▸ **Excerpt provided**

--- START ---

The bipartisan deal originally struck to prevent a government shutdown included a two-year extension allowing telehealth benefits at low- or no-cost before the deductible in an HSA-qualified plan. However, that deal ultimately did not pass, and what Congress settled on did not include an extension of telehealth relief for HSAs.
Applies To:
- Employers of all sizes with an HSA-qualified HDHP coupled with a telehealth benefit.
Go Deeper:
As a reminder, high deductible health plans (HDHPs) qualified to couple with a health savings account (HSA) can only allow payment for preventive care expenses before the federal minimum deductible is met. Otherwise, to be an HSA-qualified HDHP (or QHDHP), all non-preventive care must be subject to the deductible until the individual or family meets the federal minimum deductible. For telehealth, this means charging a fair market value (FMV) the remote care provider is willing to accept as payment in full for the care provided.
Since COVID, relief allowed QHDHPs to charge low- or no-cost sharing for telehealth without applying the deductible. However, unless Congress grants yet another extension, it looks like that relief is coming to a close.
Practical Impact to Employers:
Plan years beginning on or after January 1, 2025, need to plan on charging a FMV for non-preventive telehealth visits until the individual has met the federal minimum deductible required of QHDHPs.
If Congress eventually passes another extension, the employer should be ready to flip a switch allowing low- or no-cost sharing telehealth visits, possibly back to January 1, 2025.

--- END ---

▸ **Data under study**
--- START ---

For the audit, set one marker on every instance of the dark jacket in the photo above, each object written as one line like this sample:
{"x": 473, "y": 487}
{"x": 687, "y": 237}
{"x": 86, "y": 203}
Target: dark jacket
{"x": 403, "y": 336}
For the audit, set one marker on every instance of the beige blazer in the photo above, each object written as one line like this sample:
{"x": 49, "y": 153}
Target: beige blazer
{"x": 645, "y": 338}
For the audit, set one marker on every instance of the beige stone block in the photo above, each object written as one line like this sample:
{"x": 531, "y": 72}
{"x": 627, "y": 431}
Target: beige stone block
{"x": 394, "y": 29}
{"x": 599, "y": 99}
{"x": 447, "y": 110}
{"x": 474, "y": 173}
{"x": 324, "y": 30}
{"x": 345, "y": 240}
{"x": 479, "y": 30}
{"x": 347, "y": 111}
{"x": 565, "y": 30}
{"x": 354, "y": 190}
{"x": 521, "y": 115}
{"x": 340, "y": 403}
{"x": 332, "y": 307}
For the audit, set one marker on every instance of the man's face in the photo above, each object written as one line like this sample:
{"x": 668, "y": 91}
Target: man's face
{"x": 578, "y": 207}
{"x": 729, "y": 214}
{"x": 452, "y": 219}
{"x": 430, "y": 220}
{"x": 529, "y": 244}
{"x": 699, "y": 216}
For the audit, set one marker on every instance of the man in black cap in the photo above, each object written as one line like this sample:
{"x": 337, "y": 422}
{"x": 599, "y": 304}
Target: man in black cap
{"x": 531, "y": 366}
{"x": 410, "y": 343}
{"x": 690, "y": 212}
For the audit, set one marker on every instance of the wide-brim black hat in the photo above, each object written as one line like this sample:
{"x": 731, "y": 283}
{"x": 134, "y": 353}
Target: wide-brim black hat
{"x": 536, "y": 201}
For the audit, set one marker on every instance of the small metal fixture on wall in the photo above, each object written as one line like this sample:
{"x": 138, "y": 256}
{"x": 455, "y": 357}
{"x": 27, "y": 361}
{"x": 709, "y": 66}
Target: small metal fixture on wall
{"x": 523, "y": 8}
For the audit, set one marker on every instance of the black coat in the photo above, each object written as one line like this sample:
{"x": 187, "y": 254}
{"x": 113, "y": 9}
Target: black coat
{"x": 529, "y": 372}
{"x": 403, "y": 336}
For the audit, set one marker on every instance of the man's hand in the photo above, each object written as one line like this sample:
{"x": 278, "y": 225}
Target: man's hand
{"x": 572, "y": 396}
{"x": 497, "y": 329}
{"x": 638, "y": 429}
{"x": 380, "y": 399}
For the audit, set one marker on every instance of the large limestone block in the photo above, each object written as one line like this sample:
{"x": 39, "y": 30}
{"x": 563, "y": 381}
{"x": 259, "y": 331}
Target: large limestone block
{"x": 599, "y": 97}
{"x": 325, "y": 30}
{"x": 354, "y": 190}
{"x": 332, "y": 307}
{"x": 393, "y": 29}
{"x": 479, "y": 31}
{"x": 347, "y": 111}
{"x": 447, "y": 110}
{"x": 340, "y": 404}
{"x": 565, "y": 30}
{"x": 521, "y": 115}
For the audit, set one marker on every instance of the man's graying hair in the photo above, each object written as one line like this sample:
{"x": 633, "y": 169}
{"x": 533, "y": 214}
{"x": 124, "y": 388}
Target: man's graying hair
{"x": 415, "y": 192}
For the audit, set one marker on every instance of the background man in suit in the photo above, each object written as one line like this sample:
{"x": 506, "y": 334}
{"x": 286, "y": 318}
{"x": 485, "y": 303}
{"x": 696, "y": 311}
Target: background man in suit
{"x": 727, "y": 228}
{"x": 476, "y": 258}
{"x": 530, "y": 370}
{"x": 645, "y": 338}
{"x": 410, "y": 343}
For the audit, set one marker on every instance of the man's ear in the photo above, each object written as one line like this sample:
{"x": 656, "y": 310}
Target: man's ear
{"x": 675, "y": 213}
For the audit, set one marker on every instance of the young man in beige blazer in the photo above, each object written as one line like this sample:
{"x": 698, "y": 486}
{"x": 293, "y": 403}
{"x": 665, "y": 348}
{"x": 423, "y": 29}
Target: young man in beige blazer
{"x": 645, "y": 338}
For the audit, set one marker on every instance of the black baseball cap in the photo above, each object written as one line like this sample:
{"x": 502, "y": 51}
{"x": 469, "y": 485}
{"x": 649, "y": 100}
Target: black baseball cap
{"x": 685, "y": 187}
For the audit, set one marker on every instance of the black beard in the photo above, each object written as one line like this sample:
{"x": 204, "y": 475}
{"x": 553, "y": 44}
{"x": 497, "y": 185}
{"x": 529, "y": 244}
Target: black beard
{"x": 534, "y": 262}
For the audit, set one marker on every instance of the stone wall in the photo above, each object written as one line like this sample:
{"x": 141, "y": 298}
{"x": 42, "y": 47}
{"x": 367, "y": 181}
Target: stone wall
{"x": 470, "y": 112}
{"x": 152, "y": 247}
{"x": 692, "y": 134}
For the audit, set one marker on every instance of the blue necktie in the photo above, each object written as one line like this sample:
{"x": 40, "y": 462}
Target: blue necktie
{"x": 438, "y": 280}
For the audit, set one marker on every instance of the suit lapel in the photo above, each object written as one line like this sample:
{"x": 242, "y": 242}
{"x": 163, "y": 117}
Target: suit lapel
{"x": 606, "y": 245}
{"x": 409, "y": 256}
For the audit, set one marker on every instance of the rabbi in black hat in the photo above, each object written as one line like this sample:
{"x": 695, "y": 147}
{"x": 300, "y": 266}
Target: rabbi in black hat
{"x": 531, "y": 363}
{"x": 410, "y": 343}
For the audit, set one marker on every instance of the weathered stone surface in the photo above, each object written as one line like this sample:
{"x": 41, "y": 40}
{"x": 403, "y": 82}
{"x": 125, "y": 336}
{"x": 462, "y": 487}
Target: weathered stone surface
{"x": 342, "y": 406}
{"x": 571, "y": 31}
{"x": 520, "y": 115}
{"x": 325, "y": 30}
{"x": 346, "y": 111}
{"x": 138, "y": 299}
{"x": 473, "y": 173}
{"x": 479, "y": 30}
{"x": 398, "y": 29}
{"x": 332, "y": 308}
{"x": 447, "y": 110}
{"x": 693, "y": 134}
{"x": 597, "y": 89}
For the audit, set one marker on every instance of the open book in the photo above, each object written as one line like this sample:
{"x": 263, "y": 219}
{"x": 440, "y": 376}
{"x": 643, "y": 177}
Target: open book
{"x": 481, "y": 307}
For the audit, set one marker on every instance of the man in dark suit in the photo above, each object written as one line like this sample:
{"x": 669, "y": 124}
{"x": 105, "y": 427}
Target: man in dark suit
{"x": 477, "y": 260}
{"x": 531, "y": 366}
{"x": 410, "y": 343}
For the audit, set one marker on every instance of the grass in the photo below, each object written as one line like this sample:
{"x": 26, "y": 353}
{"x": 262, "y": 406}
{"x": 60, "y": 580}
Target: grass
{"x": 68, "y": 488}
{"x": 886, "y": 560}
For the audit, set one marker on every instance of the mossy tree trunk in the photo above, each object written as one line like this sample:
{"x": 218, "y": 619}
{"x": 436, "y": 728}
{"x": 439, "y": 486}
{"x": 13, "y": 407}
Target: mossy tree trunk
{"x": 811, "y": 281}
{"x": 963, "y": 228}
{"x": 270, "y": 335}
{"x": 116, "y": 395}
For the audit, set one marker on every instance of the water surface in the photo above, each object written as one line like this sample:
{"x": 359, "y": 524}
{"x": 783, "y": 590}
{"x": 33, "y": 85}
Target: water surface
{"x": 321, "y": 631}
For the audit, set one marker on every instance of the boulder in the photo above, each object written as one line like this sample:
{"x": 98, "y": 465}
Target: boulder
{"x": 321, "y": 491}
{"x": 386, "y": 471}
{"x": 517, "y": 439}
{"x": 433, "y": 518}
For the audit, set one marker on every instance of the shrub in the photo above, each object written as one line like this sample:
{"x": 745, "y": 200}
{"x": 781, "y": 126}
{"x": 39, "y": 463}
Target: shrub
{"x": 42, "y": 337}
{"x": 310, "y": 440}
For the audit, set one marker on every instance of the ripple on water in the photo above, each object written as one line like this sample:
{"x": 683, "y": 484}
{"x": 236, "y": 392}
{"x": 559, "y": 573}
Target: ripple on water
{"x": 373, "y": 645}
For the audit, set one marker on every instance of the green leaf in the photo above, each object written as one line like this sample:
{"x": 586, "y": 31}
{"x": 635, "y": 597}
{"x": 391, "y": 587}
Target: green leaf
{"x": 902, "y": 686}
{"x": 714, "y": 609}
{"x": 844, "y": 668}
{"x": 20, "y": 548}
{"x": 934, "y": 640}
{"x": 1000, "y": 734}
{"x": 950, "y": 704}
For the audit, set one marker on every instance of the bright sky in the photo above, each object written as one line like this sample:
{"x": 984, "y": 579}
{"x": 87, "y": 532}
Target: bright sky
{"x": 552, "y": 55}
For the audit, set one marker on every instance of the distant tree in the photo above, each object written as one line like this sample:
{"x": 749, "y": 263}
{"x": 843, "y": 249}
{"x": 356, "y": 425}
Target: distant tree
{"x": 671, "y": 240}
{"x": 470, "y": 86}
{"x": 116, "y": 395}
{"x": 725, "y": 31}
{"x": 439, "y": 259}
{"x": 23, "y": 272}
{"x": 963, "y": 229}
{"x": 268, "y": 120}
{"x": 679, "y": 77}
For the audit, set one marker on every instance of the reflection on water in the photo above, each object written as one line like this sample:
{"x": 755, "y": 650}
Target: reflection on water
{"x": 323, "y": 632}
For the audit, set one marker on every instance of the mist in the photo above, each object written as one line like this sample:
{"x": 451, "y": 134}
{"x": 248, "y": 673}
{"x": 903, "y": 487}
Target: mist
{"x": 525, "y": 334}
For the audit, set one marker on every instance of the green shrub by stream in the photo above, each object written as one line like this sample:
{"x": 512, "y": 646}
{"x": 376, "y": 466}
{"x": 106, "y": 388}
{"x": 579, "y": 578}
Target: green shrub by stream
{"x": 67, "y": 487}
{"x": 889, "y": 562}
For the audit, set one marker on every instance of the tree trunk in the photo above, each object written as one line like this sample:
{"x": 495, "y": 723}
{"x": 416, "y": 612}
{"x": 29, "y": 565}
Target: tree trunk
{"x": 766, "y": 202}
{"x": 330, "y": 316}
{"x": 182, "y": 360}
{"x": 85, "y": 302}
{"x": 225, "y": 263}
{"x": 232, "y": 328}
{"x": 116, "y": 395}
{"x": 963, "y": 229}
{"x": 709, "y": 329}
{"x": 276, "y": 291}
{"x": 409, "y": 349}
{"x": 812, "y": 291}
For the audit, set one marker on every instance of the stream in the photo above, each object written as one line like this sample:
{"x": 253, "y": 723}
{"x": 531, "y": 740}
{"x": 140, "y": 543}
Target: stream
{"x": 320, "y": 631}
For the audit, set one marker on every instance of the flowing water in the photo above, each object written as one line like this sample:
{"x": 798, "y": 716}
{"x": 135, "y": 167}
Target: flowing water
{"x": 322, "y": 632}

--- END ---

▸ **What you need to do**
(a) Rewrite the paragraph of the telehealth article that begins "As a reminder, high deductible health plans" as a short bulleted list that keeps its main facts.
(b) Duplicate the part of the telehealth article starting at "Practical Impact to" and ending at "January 1, 2025.".

▸ **Outputs by task**
(a)
- High deductible health plans (HDHPs) that qualify to pair with a health savings account (HSA) can pay only for preventive care before the federal minimum deductible is met.
- To count as an HSA-qualified HDHP (QHDHP), the plan must apply the deductible to all non-preventive care until the individual or family meets the federal minimum deductible.
- For telehealth, this means charging a fair market value (FMV) that the remote care provider will accept as full payment for the care.

(b)
Practical Impact to Employers:
Plan years beginning on or after January 1, 2025, need to plan on charging a FMV for non-preventive telehealth visits until the individual has met the federal minimum deductible required of QHDHPs.
If Congress eventually passes another extension, the employer should be ready to flip a switch allowing low- or no-cost sharing telehealth visits, possibly back to January 1, 2025.